**EXERCISE AIM**:
Locate the line that contains "find the white ceramic bowl", then copy it and all later lines of the data below exactly, through the last one.

• • • • •

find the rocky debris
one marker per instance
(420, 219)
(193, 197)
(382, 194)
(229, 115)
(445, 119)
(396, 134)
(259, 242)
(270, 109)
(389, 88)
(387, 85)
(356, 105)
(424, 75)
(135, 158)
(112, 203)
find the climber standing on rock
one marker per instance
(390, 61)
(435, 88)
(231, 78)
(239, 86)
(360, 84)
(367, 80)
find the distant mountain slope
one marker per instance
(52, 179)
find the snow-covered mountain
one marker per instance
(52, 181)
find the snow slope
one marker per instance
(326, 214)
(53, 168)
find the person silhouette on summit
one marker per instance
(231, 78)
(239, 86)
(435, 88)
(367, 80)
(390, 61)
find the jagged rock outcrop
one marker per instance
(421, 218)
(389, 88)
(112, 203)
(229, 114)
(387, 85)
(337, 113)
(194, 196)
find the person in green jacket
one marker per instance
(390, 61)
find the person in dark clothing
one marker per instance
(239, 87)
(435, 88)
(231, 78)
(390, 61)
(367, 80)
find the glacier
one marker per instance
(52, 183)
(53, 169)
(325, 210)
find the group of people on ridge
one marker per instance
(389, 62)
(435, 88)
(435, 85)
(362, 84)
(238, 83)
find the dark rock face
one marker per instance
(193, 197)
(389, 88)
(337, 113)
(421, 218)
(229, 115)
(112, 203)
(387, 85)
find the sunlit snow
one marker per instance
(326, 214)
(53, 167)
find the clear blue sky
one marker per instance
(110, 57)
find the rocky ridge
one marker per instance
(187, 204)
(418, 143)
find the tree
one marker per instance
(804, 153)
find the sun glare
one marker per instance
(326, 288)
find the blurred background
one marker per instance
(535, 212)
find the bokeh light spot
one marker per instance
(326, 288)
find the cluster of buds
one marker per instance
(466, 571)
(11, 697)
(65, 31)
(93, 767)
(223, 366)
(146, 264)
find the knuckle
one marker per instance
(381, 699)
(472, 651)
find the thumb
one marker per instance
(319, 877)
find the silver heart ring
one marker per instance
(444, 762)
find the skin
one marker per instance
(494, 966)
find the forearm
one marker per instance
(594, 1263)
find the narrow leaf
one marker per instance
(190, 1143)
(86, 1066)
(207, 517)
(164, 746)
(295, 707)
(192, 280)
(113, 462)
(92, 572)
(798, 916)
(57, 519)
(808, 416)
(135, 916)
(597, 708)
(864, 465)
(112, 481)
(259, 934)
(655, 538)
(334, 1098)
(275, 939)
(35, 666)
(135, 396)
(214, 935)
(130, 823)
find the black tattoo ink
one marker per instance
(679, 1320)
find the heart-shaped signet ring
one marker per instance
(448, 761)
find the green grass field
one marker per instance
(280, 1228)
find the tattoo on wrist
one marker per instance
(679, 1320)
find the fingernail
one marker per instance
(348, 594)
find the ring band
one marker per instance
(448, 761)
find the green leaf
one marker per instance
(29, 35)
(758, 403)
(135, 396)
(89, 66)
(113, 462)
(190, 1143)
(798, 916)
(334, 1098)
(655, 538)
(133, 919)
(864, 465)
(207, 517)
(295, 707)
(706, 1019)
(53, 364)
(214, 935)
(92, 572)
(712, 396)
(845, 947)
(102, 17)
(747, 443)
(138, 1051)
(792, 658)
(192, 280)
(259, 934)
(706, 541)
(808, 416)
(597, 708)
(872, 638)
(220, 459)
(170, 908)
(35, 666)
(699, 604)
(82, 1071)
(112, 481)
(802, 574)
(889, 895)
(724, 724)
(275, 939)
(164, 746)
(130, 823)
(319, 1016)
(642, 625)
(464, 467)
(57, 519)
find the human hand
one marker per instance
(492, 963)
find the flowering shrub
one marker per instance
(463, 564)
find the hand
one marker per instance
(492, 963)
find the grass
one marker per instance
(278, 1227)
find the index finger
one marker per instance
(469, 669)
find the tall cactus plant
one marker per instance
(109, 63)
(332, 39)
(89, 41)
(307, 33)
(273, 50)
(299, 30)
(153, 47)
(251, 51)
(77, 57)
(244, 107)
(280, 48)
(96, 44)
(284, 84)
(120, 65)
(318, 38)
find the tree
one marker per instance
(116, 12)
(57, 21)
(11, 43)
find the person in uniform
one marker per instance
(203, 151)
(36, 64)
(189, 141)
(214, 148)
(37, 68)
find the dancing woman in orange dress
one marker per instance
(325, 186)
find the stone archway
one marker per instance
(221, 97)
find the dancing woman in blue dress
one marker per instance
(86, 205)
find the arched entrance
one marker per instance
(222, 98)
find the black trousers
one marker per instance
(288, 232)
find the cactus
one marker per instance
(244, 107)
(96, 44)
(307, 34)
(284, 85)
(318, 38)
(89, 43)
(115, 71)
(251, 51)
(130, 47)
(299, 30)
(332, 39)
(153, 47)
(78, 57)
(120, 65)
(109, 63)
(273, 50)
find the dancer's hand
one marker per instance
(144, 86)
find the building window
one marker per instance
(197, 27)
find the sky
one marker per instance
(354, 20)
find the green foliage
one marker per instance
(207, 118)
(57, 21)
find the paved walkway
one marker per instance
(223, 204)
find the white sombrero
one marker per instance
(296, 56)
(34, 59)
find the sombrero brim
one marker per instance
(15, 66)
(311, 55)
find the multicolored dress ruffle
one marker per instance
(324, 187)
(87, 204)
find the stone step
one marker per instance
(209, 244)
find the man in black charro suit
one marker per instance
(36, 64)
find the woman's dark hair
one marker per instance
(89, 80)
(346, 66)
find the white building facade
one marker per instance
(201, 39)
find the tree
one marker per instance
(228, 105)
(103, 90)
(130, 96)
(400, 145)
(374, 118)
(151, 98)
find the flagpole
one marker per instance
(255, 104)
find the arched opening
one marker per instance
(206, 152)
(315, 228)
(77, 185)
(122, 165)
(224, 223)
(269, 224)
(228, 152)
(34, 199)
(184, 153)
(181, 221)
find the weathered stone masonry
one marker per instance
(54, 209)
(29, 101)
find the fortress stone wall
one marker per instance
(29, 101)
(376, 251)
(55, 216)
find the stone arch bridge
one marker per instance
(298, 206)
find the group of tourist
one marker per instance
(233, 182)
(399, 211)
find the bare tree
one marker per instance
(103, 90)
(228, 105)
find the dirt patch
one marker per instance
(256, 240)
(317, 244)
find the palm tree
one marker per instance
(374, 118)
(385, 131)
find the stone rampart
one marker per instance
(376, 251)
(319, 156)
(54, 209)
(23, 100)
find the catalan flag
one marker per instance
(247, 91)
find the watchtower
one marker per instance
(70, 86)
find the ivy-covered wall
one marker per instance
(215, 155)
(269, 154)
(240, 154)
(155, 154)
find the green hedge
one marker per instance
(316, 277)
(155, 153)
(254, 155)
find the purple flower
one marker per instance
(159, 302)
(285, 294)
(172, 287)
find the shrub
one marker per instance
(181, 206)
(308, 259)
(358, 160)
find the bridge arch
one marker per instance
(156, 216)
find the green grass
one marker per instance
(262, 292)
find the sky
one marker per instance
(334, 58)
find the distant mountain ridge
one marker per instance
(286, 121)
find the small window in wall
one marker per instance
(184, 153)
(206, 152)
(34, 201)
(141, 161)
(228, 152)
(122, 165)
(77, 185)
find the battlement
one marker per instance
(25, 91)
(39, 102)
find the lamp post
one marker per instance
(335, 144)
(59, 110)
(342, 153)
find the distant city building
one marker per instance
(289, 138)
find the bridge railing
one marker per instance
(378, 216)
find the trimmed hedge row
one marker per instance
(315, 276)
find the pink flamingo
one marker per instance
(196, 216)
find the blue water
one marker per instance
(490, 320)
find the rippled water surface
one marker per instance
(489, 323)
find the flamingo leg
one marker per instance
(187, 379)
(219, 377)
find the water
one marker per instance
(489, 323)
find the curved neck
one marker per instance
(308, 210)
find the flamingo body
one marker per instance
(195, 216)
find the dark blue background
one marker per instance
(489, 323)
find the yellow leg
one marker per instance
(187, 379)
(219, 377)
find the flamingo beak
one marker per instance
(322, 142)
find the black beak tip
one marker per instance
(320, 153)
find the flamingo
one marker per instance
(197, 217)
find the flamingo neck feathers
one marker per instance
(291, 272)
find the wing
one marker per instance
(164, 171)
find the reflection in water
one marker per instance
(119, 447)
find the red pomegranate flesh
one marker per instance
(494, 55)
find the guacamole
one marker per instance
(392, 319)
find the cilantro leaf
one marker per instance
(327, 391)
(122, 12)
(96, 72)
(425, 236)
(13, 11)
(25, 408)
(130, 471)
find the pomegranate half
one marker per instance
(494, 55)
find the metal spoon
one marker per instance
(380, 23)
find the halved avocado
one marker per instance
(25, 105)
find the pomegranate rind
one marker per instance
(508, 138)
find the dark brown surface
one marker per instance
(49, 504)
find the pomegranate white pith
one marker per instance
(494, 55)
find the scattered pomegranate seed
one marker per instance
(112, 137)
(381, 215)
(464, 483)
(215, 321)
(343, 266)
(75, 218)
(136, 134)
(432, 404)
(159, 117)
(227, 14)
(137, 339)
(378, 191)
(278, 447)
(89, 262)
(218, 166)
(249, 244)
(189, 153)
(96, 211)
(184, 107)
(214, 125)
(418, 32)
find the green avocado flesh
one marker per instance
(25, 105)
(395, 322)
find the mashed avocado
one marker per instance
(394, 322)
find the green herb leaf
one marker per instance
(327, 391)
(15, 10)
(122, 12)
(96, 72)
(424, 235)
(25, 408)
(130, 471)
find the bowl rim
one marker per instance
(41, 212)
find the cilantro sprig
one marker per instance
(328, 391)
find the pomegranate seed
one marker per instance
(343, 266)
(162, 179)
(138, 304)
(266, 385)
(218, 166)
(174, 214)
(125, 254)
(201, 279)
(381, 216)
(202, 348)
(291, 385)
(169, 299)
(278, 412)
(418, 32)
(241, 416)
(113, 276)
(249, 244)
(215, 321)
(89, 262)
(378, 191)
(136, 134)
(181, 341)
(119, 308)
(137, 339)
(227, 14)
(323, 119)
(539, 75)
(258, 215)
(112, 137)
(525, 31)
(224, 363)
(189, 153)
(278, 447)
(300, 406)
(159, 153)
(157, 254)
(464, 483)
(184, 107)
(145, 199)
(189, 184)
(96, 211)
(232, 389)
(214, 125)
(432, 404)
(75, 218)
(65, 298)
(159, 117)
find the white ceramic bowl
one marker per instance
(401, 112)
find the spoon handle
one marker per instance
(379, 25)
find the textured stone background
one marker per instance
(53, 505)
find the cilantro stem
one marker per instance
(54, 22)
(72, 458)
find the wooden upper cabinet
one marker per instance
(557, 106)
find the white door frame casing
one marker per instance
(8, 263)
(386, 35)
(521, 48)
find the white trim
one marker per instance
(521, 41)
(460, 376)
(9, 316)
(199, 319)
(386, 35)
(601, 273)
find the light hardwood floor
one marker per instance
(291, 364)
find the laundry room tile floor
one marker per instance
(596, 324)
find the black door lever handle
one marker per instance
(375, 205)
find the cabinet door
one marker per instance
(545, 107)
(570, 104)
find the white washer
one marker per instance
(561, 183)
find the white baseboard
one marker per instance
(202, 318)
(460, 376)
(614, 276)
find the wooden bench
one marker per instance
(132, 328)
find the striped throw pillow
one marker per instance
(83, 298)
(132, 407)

• • • • •

**SOLUTION**:
find the white ceramic bowl
one marker per instance
(401, 112)
find the spoon handle
one marker per instance
(379, 25)
find the textured stone background
one marker per instance
(53, 505)
find the cilantro stem
one marker per instance
(54, 22)
(72, 458)
find the wooden upper cabinet
one marker per instance
(557, 106)
find the white door frame casing
one marker per instance
(8, 263)
(386, 35)
(521, 48)
find the white trim
one marker per instance
(521, 41)
(460, 376)
(9, 316)
(199, 319)
(386, 35)
(601, 273)
find the light hardwood floor
one marker per instance
(291, 364)
find the laundry room tile floor
one marker per instance
(596, 324)
find the black door lever handle
one marker per instance
(375, 205)
find the cabinet door
one marker per instance
(545, 107)
(570, 104)
find the white washer
one marker per instance
(561, 183)
find the white baseboard
one marker per instance
(202, 318)
(460, 376)
(614, 276)
find the wooden bench
one marker per instance
(132, 328)
find the striped throw pillow
one marker per instance
(83, 298)
(132, 407)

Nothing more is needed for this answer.